> Input records
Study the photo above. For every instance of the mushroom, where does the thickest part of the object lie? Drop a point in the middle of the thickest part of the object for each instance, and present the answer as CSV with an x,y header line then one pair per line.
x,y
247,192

==

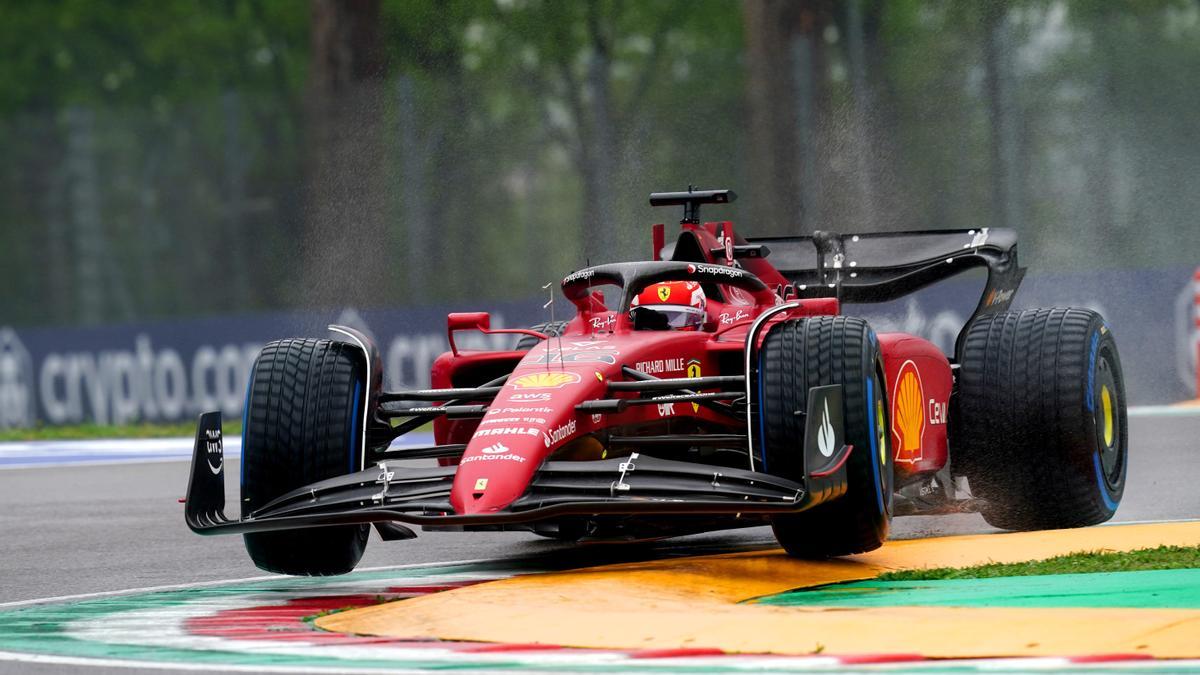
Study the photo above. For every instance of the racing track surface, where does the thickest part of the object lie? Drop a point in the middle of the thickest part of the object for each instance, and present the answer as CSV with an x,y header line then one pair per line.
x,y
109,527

==

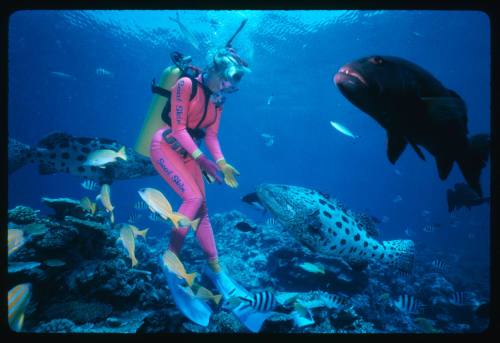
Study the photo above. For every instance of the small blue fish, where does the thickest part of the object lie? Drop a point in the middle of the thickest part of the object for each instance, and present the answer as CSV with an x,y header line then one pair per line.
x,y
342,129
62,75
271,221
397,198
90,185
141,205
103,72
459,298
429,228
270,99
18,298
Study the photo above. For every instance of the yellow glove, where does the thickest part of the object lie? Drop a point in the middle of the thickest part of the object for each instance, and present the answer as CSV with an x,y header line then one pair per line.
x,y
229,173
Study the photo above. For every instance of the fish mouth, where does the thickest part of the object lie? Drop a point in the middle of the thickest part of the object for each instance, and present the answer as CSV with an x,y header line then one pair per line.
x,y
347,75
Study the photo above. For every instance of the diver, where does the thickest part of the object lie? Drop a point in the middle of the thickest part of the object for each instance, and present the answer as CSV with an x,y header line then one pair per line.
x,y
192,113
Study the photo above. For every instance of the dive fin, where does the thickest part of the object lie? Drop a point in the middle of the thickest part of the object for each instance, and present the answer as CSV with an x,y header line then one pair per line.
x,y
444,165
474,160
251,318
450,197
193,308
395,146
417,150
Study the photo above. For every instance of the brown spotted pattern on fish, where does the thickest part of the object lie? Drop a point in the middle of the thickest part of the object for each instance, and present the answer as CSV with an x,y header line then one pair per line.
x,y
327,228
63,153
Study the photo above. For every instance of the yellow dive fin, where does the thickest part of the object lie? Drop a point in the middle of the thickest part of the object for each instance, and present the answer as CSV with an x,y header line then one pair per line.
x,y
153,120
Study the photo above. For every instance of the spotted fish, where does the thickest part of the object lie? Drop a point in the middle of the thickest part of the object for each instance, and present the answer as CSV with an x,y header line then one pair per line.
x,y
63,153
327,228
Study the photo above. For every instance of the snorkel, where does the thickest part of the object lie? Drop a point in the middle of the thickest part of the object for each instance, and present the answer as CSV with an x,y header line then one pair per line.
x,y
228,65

> Direction
How many lines of the material above contain the string "mouth"? Case counts, and the reply should be the number alone.

> Finished answer
1